*Exercise task*. Write out the listing below line for line, keeping every character unchanged.

*Data shown*.
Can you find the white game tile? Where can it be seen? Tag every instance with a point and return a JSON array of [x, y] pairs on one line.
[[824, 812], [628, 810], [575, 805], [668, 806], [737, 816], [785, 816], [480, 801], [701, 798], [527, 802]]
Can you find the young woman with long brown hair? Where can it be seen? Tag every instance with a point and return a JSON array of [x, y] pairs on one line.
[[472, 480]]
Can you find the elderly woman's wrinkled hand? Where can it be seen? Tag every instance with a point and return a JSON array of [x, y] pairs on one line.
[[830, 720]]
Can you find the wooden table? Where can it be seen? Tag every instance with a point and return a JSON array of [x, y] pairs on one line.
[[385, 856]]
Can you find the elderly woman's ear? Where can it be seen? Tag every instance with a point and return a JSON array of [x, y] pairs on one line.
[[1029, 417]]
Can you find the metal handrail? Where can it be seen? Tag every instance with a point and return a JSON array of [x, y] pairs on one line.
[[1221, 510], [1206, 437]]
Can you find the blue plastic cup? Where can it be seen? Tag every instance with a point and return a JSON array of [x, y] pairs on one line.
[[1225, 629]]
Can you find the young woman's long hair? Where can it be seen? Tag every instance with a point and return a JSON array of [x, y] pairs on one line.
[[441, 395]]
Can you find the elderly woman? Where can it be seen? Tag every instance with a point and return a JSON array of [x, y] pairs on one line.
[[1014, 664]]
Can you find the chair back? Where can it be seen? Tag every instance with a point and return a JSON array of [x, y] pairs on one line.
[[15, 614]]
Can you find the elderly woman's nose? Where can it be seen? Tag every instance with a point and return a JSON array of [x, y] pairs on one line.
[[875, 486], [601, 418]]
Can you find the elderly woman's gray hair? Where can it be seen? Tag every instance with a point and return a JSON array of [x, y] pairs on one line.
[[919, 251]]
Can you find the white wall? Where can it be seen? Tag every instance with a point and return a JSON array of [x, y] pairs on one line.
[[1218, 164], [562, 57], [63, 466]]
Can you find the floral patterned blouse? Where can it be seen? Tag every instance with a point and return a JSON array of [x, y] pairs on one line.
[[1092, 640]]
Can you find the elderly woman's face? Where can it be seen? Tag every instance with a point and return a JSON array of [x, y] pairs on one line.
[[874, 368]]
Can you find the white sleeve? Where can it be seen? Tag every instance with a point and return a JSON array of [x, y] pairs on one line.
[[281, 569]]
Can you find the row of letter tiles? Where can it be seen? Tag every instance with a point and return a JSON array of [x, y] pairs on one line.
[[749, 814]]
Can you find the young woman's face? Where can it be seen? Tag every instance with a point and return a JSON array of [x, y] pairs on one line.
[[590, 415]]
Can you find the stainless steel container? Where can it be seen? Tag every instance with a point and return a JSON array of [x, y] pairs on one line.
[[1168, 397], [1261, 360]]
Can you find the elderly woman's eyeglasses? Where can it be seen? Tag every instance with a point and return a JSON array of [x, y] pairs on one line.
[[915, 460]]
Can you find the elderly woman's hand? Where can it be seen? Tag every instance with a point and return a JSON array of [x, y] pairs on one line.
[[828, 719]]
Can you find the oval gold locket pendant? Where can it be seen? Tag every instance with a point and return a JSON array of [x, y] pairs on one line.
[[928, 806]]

*Solution for this task*.
Can you find the white game tile? Where can it be seen? Tag every instance with a point and return a JSON array of [x, y] pairs on one line.
[[824, 812], [628, 810], [575, 805], [668, 806], [737, 816], [785, 816], [480, 801], [701, 798], [527, 802]]
Can you find the young woman with long brown hair? Where can it be seen? Tag every instance with a point and return a JSON array of [x, y] pairs on one line.
[[472, 480]]
Can you find the elderly woman's wrinkled hand? Where can it be seen? Tag every instance with a point and return a JSON array of [x, y] pairs on one line.
[[830, 720]]
Can you find the wooden table? Where can it be seen? Tag every instance with a point and return a JSON array of [x, y] pairs on one line.
[[385, 856]]
Can you find the elderly woman's ear? Where can it be seen? Tag every instance with a point and return a JSON array of [x, y] pairs on one line.
[[1029, 417]]
Can you find the metal handrail? Where can it be seen? Tag every instance with a point and return a JSON array of [x, y] pairs on one line.
[[1221, 510], [1206, 437]]
Can you find the blue plastic cup? Where can it be seen? Tag every instance with a point and return a JSON array of [x, y] pairs on one line.
[[1225, 629]]
Can you find the young woman's long hair? Where can it be seen? Tag every instance with a point and return a JSON array of [x, y] pairs on one line.
[[441, 395]]
Can you find the elderly woman? Where can it be seen? Tag every instance with a point and return a JSON array of [x, y] pairs on one line.
[[1014, 664]]
Can you find the chair back? Where can it be seen? Tag every instance with a point and return a JSON array of [x, y] pairs on one line.
[[15, 614]]
Can you find the elderly woman's nose? Where can it be seen? Tag every instance with a point and return a JSON array of [x, y] pairs on one line.
[[875, 486], [601, 418]]
Can you find the elderly woman's gray hair? Where can it be seen? Tag every instance with a point and return a JSON array of [x, y] pairs on one line.
[[919, 251]]
Can you find the white wall? Where can it be seen? Tag every instance with a point and return a JSON array of [x, y] pairs on one line.
[[1218, 164], [562, 57], [63, 466]]
Can you find the floral patterned blouse? Where can it be seen? Tag every instance with a point and return a JSON array of [x, y] pairs on one line.
[[1092, 640]]
Can you find the elderly woman's face? Where can it be seen? Tag every instance with a point and return a JSON array of [x, y] pairs on one line.
[[874, 368]]
Can you find the white sleeve? Where can it be seen? Tag every instance with a point and return a JSON array of [x, y] pairs on one line.
[[281, 569]]
Can you find the row of letter tiles? Where can it be seen? Tag every instance with a point and return a JSON array of [x, y] pairs on one line.
[[749, 814]]
Can you find the young woman's face? Where can it be seen? Tag every instance with a point and return a JSON array of [x, y] pairs on one line.
[[590, 415]]
Can you find the stainless steel container? Where can it be seen? Tag every instance with a point and return a JSON array of [x, y] pairs on one line.
[[1168, 397], [1261, 360]]
Can you find the elderly woman's eyeglasses? Where can it be seen? Tag every instance with a point and return a JSON array of [x, y] pairs on one line.
[[915, 460]]
Can you find the elderly woman's hand? Where can it be seen? Tag every instance with a point and return a JSON array of [x, y] pairs on one line.
[[828, 719]]
Can you find the oval gold locket pendant? Where can it be seen? Tag every instance with a point and return a JSON array of [x, y] pairs on one line.
[[928, 806]]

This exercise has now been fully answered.